Omit every picture and output the rest of the records exactly as they are.

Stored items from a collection
------------------------------------------------

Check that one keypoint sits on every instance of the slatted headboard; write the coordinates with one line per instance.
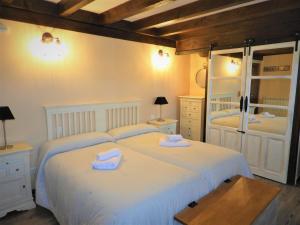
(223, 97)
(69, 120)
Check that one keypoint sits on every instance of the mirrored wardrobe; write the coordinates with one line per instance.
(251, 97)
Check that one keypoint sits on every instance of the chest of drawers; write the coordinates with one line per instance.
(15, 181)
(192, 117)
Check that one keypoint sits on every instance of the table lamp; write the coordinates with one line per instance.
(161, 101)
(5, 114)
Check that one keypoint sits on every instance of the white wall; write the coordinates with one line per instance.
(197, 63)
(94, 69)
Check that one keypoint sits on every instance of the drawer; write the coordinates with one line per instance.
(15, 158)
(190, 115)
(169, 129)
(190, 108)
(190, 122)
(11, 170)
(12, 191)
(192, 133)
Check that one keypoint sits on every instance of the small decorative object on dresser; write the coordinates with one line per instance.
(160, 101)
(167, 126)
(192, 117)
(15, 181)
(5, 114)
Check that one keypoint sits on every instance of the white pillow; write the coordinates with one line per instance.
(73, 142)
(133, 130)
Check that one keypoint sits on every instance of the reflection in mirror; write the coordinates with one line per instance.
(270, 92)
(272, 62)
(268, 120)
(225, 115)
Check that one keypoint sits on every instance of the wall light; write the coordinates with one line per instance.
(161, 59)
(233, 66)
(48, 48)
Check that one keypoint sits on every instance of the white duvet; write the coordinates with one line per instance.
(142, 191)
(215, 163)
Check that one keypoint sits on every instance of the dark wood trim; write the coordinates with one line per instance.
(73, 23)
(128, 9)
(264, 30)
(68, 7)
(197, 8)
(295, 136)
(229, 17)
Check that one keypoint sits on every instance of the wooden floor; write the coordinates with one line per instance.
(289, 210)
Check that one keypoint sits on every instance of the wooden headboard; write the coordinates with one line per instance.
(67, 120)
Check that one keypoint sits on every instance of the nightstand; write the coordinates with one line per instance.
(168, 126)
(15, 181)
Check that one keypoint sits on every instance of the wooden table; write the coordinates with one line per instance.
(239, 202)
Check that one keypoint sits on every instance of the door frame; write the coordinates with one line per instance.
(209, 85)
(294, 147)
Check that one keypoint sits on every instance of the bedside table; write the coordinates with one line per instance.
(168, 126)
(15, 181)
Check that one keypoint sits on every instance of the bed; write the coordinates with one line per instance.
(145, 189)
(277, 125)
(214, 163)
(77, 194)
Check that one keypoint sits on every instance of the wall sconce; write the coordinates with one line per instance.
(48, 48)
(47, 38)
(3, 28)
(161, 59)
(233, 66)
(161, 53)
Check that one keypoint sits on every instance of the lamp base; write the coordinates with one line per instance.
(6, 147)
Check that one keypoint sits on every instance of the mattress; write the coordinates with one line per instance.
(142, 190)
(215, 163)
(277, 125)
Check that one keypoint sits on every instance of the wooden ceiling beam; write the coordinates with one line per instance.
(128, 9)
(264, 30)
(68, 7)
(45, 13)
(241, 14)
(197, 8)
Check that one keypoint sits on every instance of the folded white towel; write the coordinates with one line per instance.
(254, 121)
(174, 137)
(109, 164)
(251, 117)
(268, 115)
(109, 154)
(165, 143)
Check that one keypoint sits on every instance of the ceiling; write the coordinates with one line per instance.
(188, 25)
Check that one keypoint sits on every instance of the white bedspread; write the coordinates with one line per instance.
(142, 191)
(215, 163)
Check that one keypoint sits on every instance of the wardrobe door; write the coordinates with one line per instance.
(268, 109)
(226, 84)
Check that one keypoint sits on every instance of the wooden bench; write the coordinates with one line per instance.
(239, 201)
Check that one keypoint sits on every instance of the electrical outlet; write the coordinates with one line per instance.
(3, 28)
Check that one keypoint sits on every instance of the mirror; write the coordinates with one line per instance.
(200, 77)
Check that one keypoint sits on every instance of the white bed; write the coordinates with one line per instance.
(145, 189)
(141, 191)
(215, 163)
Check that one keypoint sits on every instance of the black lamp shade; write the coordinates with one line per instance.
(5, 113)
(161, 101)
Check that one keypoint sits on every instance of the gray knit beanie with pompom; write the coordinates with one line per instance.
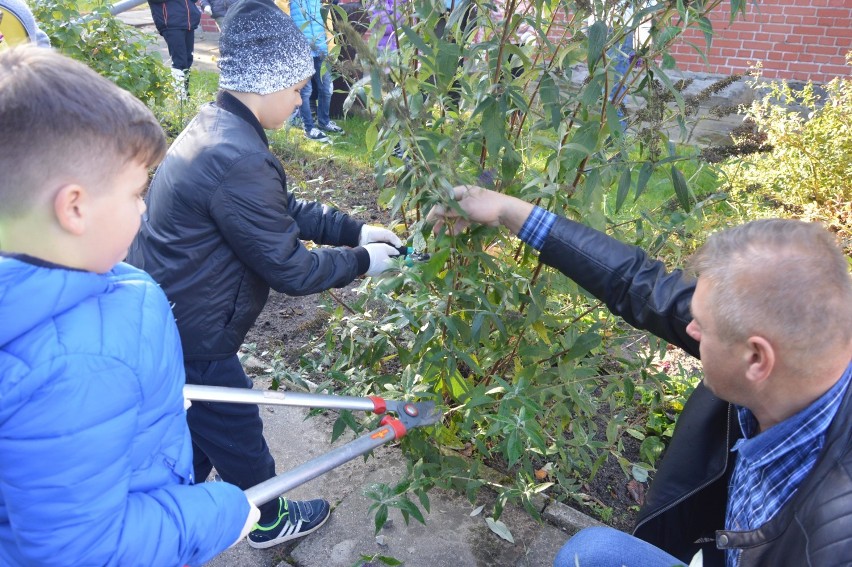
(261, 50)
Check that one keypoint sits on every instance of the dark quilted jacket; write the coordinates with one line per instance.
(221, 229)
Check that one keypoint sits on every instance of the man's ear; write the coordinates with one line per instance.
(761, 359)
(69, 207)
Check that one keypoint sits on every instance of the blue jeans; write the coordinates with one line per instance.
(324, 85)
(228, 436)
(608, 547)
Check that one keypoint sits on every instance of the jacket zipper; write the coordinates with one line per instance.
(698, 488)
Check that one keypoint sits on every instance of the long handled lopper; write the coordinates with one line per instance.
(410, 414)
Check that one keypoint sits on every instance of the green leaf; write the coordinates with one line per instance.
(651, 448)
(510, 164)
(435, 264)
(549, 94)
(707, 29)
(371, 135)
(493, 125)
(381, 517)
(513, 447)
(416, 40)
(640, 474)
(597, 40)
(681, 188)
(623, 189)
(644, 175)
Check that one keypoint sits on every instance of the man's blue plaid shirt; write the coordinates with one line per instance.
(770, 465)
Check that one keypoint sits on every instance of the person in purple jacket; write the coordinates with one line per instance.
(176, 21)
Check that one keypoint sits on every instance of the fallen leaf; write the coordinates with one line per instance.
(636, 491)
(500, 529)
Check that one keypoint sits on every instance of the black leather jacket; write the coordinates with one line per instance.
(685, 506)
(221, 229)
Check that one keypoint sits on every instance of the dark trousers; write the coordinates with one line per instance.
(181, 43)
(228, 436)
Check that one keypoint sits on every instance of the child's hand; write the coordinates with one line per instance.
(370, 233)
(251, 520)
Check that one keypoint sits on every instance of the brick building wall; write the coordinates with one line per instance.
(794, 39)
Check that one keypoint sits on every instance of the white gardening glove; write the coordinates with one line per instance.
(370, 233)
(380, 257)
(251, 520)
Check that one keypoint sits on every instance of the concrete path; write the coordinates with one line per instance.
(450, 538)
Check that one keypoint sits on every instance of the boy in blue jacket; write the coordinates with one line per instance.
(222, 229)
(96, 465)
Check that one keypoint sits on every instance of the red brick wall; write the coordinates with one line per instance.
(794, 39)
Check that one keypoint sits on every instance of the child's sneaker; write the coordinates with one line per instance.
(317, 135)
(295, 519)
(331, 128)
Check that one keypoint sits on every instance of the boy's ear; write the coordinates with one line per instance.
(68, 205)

------------------------------------------------

- **Task solution**:
Check that one keypoint sits on every instance of the slatted headboard; write the coordinates with one line per instance.
(223, 97)
(69, 120)
Check that one keypoint sits on every instance of the mirrored wardrobe; write the coordinates with one line per instance.
(251, 97)
Check that one keypoint sits on every instance of the chest of drawers; write the coordinates with one line per instance.
(15, 181)
(192, 117)
Check that one keypoint sits on every instance of the table lamp; write the coordinates with one line per instance.
(161, 101)
(5, 114)
Check that one keypoint sits on every instance of the white wall; write the coordinates with one line per instance.
(197, 63)
(94, 69)
Check that one keypoint sits on every instance of the drawer; write the coordinates with one line per instance.
(15, 158)
(190, 115)
(169, 129)
(190, 108)
(190, 122)
(11, 170)
(12, 191)
(192, 133)
Check that one keypoint sits on every instance of the small decorative object on dresser; write the coordinates with one line per instance.
(160, 101)
(167, 126)
(192, 117)
(15, 181)
(5, 114)
Check that one keypoint sits on every instance of the white pillow; write the coordinates with one line per instance.
(73, 142)
(133, 130)
Check that one keypoint sits on every instance of the reflection in mirror; write the coordinates with one line per instance.
(270, 92)
(272, 62)
(268, 120)
(225, 115)
Check that one keypoint sits on every instance of the wall light; write the coordinates with one line per instance.
(161, 59)
(233, 66)
(48, 48)
Check that one keypoint sits on every instance of the white duvet; write the coordinates with one line per instance.
(142, 191)
(215, 163)
Check that one keypoint sits on every instance of the dark wood trim; write the coordinates with one line per instance.
(73, 23)
(128, 9)
(264, 30)
(68, 7)
(197, 8)
(295, 136)
(229, 17)
Check that one keypoint sits on every instance of the wooden floor; write the coordinates with one line per instance.
(289, 210)
Check that one keypoint sits on every instance of the wooden headboard; write the coordinates with one line per instance.
(67, 120)
Check that one keypoint sits on every instance of the nightstand; write the coordinates with one line per instance.
(168, 126)
(15, 181)
Check that one keypoint sits on every instance of the wooden table; write the coordinates with one line per instance.
(239, 202)
Check that one keypoint sits on every instance of the door frame; write the coordinates with one line per instance.
(209, 85)
(294, 147)
Check that one keypoint sits on every instance of the bedside table; write the coordinates with one line per instance.
(168, 126)
(15, 181)
Check that one keypoint sits on every instance of the bed; write the coordinates with one line per instance.
(145, 189)
(277, 125)
(214, 163)
(77, 194)
Check that one keypoint sits on every instance of the wall sconce; write the coordinates with one line per instance.
(48, 48)
(47, 38)
(3, 28)
(161, 59)
(233, 66)
(161, 53)
Check that one keypoint sits on every instance of the lamp base; write the coordinates with one line per instance.
(6, 147)
Check that one keypoint sits on every instance of the mattress; write the coordinates with one line per instance.
(142, 190)
(215, 163)
(277, 125)
Check that one keypoint sits on every instance of the wooden ceiling beam; write the coordinates with one line per instance.
(128, 9)
(264, 30)
(68, 7)
(45, 13)
(241, 14)
(197, 8)
Check that one keypoint sits on every instance of the folded white towel; write the coordinates with one line per instance.
(254, 121)
(174, 137)
(109, 164)
(251, 117)
(268, 115)
(109, 154)
(165, 143)
Check that one keypoint sits on every instance of the ceiling; write the coordinates with one line per instance.
(188, 25)
Check that one keypoint sits on every instance of the white bedspread; write the coordinates with one line per instance.
(142, 191)
(215, 163)
Check that one keypoint sits on every instance of the wardrobe door; write the coordinates with one line per instance.
(268, 109)
(226, 84)
Check that one keypoint sits on every instance of the wooden bench; write the coordinates with one line per instance.
(239, 201)
Check that one keypoint sits on every instance of the electrical outlet; write the coordinates with one line per instance.
(3, 28)
Check that one keypoint sits on every instance of the mirror; write the coordinates with one line per instance.
(200, 77)
Check that one keypoint sits on every instance of the white bed; write the coordinates with one line per instance.
(145, 189)
(141, 191)
(215, 163)
Check that one keypoint sits on every instance of the black lamp shade; write the coordinates with one line per instance.
(5, 113)
(161, 101)
Check that one keypoint sits on every instance of the gray knit beanie with pompom; write the coordinates with one line per instance.
(261, 50)
Check that one keypoint sits on every instance of the dark quilted jacket; write the coordinates with one line per instance.
(221, 229)
Check that one keypoint sits on every instance of the man's ear; write the coordinates with one line per instance.
(761, 359)
(69, 207)
Check that one keypoint sits on every instance of the blue jeans; write the coordinates with one line per instance.
(324, 85)
(228, 436)
(608, 547)
Check that one keypoint sits on every instance of the jacket zipper; write the coordinates with one line per instance.
(698, 488)
Check that one keypoint sits on every instance of the long handled lopper; write the coordinates with one line per instance.
(410, 414)
Check that one keypoint sits on every instance of the green leaf; write the coordinates with one line per instance.
(651, 448)
(510, 164)
(435, 264)
(549, 94)
(707, 29)
(371, 135)
(493, 125)
(381, 517)
(513, 447)
(416, 40)
(640, 474)
(597, 40)
(681, 188)
(623, 189)
(644, 175)
Check that one keypoint sits on every instance of the man's blue plaid shirt; write the coordinates with one line per instance.
(770, 465)
Check that one keypoint sits on every instance of the person in purple jacket; write the coordinates with one line per instance.
(176, 21)
Check that one keypoint sits on every instance of the fallen leaf; write the coordinates with one line per instance.
(636, 491)
(500, 529)
Check that one keypoint sits on every instance of the black leather jacket; write the coordinates with one line per instance.
(685, 506)
(221, 229)
Check that one keypoint sits on every instance of the dark trousers; write the coordinates with one line per instance.
(181, 43)
(228, 436)
Check that one keypoint sits on every instance of the child's hand; write the coordinates with one line per instance.
(370, 233)
(251, 520)
Check that one keypoint sits on every instance of the brick building wall; write the coordinates with one line per instance.
(794, 39)
Check that one keypoint sits on every instance of the white gardening glove; write the coordinates with one line per instance.
(370, 233)
(380, 257)
(251, 520)
Check that one keypoint sits on every instance of the concrete path; write the coordinates with one line per instance.
(450, 538)
Check that one keypoint sits on every instance of the boy in blue jacket; write the coordinates with one line per instance.
(222, 229)
(96, 465)
Check that one keypoint sits on every instance of the red brick wall; write the coordinates with one line per instance.
(794, 39)
Check that one keypoint sits on every instance of the child's sneaker; write the coordinates with one line per instance.
(317, 135)
(295, 519)
(331, 128)
Check that one keypoint sits on every instance of the boy's ear; write the coordinates with one line per instance.
(68, 205)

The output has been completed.